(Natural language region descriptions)
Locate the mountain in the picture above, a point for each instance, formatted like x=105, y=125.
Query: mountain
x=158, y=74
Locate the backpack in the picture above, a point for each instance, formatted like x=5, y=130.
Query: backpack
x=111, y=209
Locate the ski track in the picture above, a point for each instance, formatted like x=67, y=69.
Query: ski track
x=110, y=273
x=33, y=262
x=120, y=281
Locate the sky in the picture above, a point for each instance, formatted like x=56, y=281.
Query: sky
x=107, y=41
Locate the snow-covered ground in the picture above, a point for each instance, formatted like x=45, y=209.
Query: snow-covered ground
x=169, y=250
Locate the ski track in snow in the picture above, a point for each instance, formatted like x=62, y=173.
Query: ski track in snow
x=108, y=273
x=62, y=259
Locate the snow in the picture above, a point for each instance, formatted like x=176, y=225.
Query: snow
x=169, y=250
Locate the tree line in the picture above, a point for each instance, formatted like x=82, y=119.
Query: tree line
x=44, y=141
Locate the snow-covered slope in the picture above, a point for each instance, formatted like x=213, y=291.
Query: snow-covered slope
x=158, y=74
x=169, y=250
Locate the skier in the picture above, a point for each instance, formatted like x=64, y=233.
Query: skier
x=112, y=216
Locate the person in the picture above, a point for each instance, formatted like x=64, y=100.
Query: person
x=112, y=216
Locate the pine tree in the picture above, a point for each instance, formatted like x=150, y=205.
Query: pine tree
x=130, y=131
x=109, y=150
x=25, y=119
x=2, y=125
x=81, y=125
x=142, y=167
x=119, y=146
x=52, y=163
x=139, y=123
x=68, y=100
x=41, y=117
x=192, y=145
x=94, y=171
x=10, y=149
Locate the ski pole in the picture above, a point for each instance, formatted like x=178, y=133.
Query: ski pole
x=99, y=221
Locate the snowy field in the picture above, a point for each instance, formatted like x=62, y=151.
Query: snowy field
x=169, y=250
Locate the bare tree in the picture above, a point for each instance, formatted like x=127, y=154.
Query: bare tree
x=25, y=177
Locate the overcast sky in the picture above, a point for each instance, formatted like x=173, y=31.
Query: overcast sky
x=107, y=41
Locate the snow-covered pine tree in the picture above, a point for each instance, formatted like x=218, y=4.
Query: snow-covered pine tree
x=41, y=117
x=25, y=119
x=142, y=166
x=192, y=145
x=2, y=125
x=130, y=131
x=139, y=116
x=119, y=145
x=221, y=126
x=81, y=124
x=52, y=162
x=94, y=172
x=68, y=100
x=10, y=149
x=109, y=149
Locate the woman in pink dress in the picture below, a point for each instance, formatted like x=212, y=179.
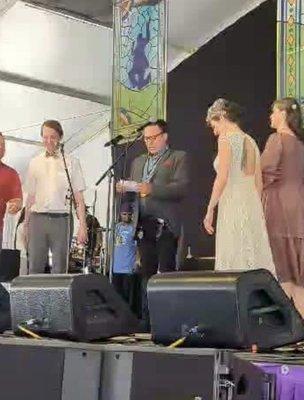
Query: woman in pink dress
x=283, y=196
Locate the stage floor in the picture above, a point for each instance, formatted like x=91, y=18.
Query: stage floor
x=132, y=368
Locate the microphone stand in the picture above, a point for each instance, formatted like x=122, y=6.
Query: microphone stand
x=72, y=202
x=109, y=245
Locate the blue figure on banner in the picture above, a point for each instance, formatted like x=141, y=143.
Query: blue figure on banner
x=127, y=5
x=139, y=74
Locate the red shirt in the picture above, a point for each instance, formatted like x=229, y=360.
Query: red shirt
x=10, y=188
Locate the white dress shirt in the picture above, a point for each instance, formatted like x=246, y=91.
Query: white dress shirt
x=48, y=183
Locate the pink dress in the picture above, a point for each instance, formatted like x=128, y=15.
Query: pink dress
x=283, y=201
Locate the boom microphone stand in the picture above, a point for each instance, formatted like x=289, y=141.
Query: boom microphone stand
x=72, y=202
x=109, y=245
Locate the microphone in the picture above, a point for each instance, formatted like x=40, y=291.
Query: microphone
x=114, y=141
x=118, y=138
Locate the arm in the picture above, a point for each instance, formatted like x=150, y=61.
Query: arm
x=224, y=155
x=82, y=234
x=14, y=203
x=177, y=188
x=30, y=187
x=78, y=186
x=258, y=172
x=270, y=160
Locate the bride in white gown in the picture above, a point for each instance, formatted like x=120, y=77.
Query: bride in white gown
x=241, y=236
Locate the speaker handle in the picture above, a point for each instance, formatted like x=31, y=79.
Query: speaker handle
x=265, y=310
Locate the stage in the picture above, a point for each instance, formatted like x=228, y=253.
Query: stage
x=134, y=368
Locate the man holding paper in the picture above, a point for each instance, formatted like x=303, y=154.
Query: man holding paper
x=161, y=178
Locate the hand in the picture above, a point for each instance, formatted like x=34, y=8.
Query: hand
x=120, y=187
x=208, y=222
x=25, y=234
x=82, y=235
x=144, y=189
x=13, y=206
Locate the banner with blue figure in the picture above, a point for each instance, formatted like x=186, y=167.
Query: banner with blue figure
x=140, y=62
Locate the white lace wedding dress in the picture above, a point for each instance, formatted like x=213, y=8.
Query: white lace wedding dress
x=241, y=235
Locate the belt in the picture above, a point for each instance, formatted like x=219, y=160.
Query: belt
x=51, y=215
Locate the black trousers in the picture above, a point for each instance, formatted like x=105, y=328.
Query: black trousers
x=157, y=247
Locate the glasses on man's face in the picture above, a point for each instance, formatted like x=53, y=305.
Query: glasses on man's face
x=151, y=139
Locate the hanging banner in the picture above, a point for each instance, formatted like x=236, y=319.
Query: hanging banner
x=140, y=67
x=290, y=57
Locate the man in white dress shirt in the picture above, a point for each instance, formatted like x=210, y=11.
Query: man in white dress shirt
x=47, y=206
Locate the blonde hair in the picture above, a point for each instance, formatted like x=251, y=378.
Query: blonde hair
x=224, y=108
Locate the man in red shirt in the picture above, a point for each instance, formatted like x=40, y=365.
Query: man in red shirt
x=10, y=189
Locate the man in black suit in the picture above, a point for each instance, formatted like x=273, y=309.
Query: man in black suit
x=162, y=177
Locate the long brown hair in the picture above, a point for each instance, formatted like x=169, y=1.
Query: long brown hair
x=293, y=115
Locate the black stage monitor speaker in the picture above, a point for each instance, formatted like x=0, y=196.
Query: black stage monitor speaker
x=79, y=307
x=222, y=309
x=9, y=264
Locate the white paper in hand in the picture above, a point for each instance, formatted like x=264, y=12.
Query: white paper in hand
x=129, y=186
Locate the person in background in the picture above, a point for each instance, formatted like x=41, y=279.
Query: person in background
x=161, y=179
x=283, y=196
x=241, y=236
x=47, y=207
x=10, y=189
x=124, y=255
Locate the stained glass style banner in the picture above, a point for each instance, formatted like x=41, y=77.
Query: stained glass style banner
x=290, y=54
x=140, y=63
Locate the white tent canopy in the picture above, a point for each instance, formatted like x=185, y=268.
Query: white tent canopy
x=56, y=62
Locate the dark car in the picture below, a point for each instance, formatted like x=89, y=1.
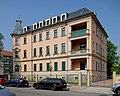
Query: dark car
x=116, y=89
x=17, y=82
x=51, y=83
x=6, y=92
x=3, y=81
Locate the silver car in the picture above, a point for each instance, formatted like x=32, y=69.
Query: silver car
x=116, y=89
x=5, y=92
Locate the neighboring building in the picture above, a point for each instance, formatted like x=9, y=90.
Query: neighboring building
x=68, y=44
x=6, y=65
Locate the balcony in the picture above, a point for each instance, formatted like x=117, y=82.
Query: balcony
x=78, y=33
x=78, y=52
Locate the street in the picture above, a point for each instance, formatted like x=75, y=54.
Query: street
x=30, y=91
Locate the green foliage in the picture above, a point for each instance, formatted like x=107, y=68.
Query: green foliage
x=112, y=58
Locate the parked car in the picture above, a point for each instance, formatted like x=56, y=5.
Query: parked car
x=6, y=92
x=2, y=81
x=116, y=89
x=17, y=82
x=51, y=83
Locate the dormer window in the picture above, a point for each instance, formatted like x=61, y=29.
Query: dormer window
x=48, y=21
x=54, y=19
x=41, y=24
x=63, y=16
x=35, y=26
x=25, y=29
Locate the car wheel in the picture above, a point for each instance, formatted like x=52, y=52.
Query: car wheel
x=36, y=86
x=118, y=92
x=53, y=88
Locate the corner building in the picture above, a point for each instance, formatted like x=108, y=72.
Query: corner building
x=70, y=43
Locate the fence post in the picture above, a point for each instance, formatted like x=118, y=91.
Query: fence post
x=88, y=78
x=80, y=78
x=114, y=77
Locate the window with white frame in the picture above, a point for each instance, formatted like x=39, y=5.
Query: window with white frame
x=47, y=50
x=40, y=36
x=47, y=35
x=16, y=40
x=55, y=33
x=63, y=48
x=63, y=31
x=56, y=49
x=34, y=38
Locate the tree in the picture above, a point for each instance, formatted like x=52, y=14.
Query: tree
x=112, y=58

...

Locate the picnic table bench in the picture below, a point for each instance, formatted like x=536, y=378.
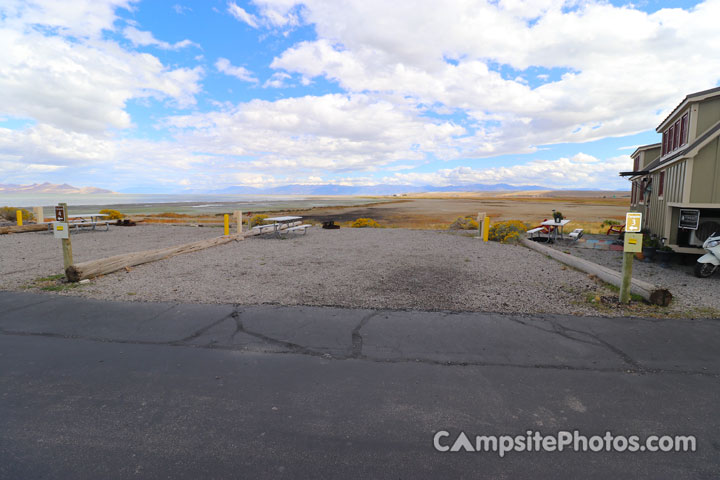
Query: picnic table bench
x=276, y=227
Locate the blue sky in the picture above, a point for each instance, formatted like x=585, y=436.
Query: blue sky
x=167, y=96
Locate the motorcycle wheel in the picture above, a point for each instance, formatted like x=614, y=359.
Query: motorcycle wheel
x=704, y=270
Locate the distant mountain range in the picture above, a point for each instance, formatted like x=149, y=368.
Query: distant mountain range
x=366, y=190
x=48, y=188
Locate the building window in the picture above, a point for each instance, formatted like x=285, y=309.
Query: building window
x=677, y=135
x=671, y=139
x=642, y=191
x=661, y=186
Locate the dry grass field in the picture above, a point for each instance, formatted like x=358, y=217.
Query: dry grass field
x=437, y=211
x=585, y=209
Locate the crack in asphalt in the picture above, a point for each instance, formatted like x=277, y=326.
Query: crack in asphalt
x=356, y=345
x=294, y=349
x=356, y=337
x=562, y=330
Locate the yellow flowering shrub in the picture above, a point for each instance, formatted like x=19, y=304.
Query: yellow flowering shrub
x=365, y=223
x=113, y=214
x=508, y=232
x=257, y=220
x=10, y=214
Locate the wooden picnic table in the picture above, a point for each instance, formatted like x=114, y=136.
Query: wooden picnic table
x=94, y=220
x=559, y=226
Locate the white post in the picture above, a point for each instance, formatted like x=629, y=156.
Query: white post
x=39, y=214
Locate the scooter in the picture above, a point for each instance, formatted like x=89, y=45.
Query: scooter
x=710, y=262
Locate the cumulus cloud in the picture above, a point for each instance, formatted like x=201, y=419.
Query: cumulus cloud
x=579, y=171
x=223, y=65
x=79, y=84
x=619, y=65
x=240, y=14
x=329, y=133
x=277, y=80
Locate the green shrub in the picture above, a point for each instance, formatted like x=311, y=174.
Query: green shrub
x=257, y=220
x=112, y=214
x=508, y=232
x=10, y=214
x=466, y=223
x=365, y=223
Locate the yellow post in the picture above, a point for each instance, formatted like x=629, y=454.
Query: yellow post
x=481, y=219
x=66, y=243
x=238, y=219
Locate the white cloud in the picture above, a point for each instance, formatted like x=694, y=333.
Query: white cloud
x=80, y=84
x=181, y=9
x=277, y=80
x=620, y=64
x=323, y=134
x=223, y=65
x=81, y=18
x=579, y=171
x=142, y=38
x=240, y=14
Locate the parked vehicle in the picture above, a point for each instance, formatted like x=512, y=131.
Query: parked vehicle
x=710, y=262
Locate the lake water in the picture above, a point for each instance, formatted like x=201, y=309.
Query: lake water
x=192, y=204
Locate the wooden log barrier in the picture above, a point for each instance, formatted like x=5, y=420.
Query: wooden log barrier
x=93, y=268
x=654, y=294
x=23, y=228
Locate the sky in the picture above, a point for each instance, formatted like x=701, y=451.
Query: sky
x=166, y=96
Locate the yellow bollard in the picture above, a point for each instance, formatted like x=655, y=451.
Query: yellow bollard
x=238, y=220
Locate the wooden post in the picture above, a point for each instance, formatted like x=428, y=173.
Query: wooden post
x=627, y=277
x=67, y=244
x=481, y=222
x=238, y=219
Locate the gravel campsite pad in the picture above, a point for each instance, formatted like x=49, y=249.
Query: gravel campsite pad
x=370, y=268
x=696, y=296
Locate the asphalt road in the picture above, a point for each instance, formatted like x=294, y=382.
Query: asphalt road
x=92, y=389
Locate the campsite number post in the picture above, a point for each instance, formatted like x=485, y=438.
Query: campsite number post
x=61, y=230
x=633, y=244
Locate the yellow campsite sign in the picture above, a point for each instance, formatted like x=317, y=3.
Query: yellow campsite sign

# PROBLEM DETAILS
Would you please repeat exactly the lines above, starting at the line with "Query: ski track in snow" and stopping at the line with "Locate the snow-covered slope", both included?

# WORKED SOLUTION
Query: ski track in snow
x=108, y=273
x=62, y=259
Locate the snow in the picture above, a point for each instance, formatted like x=176, y=225.
Query: snow
x=169, y=250
Locate the tree line in the picture above, a point for each instance, formatted like x=82, y=119.
Query: tree line
x=44, y=141
Locate the snow-covered slope in the picture above, a point for each instance, formatted like x=213, y=291.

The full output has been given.